(YOUR INSTRUCTIONS):
Reproduce all lines of the listing below in which the word "item" occurs.

(RECORDS FOR THE TASK):

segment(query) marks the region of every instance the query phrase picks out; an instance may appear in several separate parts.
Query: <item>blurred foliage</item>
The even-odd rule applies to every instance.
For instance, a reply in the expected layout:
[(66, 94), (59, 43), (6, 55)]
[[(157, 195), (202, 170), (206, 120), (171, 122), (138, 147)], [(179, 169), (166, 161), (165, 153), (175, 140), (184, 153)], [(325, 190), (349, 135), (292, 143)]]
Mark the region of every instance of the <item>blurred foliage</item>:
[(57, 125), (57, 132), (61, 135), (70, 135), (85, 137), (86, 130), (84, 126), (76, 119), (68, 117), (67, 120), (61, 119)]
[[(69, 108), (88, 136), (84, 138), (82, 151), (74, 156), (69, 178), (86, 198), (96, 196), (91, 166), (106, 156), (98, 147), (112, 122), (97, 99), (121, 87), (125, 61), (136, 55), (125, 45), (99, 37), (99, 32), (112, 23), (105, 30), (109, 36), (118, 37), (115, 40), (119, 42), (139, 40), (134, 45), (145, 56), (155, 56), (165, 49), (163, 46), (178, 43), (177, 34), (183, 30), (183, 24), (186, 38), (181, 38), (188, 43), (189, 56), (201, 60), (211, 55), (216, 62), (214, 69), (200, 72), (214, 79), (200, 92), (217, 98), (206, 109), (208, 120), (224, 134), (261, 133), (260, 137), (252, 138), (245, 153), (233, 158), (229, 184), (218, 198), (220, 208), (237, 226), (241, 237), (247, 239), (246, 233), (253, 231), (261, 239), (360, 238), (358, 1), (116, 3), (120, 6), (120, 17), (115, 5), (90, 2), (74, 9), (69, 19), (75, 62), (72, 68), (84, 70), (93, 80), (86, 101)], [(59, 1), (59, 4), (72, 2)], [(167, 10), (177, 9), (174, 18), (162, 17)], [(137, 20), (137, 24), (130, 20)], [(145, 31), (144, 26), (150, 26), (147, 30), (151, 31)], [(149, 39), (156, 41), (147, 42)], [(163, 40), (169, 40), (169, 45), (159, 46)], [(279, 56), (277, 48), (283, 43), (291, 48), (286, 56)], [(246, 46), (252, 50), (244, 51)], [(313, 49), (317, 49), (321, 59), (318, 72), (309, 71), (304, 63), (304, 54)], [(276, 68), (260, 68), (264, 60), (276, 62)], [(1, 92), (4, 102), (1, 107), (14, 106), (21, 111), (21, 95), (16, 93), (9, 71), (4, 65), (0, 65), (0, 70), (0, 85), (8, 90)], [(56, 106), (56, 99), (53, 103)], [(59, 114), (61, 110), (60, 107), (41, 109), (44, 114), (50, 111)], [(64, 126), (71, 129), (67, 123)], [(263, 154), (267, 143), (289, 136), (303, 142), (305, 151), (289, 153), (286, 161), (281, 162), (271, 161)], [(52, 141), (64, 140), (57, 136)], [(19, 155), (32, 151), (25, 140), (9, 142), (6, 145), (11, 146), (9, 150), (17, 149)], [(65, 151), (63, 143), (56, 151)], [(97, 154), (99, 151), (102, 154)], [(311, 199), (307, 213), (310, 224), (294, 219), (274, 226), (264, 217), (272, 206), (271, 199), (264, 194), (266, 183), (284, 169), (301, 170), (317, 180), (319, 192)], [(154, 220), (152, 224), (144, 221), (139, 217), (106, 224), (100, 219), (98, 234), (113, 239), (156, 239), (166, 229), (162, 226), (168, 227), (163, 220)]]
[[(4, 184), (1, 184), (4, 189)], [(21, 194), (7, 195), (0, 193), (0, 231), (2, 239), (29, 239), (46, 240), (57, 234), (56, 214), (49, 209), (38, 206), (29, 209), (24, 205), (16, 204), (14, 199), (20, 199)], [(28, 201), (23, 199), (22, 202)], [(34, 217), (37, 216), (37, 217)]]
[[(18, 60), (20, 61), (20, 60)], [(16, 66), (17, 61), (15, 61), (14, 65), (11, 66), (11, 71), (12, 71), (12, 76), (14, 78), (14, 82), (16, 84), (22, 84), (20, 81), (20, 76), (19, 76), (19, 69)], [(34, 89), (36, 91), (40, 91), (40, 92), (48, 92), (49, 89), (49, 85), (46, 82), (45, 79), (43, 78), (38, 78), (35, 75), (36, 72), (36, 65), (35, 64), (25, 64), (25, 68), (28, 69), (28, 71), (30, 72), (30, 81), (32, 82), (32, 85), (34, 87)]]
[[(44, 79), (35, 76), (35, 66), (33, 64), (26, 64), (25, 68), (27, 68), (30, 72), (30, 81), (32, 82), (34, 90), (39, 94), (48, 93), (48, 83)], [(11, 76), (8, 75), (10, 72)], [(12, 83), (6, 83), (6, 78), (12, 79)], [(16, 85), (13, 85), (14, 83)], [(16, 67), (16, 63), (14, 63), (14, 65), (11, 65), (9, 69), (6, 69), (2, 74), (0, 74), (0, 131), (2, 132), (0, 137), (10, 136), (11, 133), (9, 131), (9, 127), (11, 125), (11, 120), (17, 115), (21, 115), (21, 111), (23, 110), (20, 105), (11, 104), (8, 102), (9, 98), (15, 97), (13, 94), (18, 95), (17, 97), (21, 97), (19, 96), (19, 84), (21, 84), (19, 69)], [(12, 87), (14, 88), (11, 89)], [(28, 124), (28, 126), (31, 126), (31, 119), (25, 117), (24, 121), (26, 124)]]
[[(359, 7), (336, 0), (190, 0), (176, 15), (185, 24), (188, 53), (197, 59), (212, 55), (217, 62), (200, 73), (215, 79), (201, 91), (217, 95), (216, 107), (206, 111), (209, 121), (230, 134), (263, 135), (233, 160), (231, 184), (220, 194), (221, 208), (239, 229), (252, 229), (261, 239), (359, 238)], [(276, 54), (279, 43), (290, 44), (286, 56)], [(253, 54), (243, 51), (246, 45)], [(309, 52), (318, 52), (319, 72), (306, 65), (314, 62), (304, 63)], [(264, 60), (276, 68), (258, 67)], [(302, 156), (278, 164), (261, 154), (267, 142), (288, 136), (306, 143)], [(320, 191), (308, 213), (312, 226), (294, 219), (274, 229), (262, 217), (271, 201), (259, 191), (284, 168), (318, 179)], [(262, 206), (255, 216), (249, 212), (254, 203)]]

(EXERCISE SOLUTION):
Query: <item>blurred foliage</item>
Mark the region of every instance of the <item>blurred foliage</item>:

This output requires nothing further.